(Work instructions) Print the listing below in its entirety, character for character.

____ The data

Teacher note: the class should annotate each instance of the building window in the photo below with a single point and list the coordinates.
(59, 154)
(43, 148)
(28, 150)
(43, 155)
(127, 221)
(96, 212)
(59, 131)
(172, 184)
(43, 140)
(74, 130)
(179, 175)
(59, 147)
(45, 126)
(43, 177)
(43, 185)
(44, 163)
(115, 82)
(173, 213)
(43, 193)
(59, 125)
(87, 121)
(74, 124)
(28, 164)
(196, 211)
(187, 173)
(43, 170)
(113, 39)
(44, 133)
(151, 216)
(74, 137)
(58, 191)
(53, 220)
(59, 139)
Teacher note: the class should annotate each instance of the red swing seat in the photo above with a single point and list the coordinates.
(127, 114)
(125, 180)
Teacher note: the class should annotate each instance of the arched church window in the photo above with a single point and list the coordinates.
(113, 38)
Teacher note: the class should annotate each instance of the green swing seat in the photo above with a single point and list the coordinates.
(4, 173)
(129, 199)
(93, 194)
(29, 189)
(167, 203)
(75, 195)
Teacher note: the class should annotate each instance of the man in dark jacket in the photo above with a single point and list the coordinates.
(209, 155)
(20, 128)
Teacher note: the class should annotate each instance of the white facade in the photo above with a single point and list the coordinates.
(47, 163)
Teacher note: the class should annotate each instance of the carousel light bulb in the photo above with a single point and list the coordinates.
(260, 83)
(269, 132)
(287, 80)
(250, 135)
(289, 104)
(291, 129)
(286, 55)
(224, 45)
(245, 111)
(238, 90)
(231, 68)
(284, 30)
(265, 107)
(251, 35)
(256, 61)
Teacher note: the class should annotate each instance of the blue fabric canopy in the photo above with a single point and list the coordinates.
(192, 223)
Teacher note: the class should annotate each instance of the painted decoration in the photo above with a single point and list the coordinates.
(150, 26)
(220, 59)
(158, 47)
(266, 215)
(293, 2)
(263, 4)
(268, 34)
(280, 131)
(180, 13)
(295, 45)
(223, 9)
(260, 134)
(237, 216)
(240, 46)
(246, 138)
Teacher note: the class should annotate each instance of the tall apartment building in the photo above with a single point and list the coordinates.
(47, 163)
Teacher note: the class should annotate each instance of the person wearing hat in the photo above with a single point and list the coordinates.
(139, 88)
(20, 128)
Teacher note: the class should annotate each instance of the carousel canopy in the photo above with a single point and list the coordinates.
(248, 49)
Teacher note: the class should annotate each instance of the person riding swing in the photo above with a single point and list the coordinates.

________

(Task answer)
Teacher note: the class should annotate each instance of the building window in the photo below with a single point and list the coordinates.
(59, 154)
(43, 148)
(28, 150)
(43, 155)
(127, 221)
(96, 212)
(59, 131)
(172, 184)
(43, 140)
(74, 130)
(179, 175)
(59, 147)
(45, 126)
(43, 177)
(43, 185)
(44, 163)
(115, 82)
(173, 213)
(43, 193)
(59, 125)
(87, 121)
(74, 124)
(28, 164)
(196, 211)
(187, 173)
(43, 170)
(113, 39)
(44, 133)
(151, 216)
(74, 137)
(58, 191)
(53, 220)
(59, 139)
Teacher note: the class should annotate each instance of the red swing seat in the photo above with a single point and list the coordinates.
(127, 114)
(125, 180)
Teacher note: the class should annotate each instance of the arched church window in the photo above with a single point and list the coordinates.
(113, 38)
Teacher note: the class should annotate each instance of the green swing seat in the photo above with a single point and list the coordinates.
(4, 173)
(129, 199)
(93, 194)
(29, 189)
(167, 203)
(75, 195)
Teacher note: the class should annotate each instance of the man in dark jacket in the photo above with a single point and list the coordinates.
(209, 155)
(20, 128)
Teacher note: the class should annotate each instance of the white facade in the photo above with a single point and list the coordinates.
(47, 163)
Teacher note: the class should annotate each instance of the carousel light bulb in the photo above with a single point and list the coordinates.
(260, 83)
(269, 132)
(287, 80)
(250, 135)
(289, 104)
(291, 129)
(286, 55)
(224, 45)
(245, 111)
(238, 90)
(231, 68)
(284, 30)
(265, 107)
(251, 35)
(256, 61)
Teacher note: the class should annotate each instance of the blue fabric canopy in the photo above with a single point and list the coordinates.
(192, 223)
Teacher note: the class should annotate each instance of the painted decoration in the photo above with a single point and list the coordinates.
(150, 26)
(220, 59)
(158, 47)
(266, 215)
(293, 2)
(263, 4)
(268, 34)
(280, 131)
(180, 13)
(295, 45)
(223, 9)
(260, 134)
(237, 216)
(240, 46)
(246, 138)
Teacher note: the class should annotate each instance of the tall apartment building in the photo above with a single point and list the coordinates.
(47, 163)
Teacher note: the class should annotate each instance of the person wearing hat in the photo above with a single point and list the coordinates.
(139, 88)
(20, 128)
Teacher note: the class should annotate each instance of the carousel canopy in the photo above with a single point and list the coordinates.
(248, 49)
Teacher note: the class should annotate each instance of the person riding swing in the photo above with a single point and list the coordinates.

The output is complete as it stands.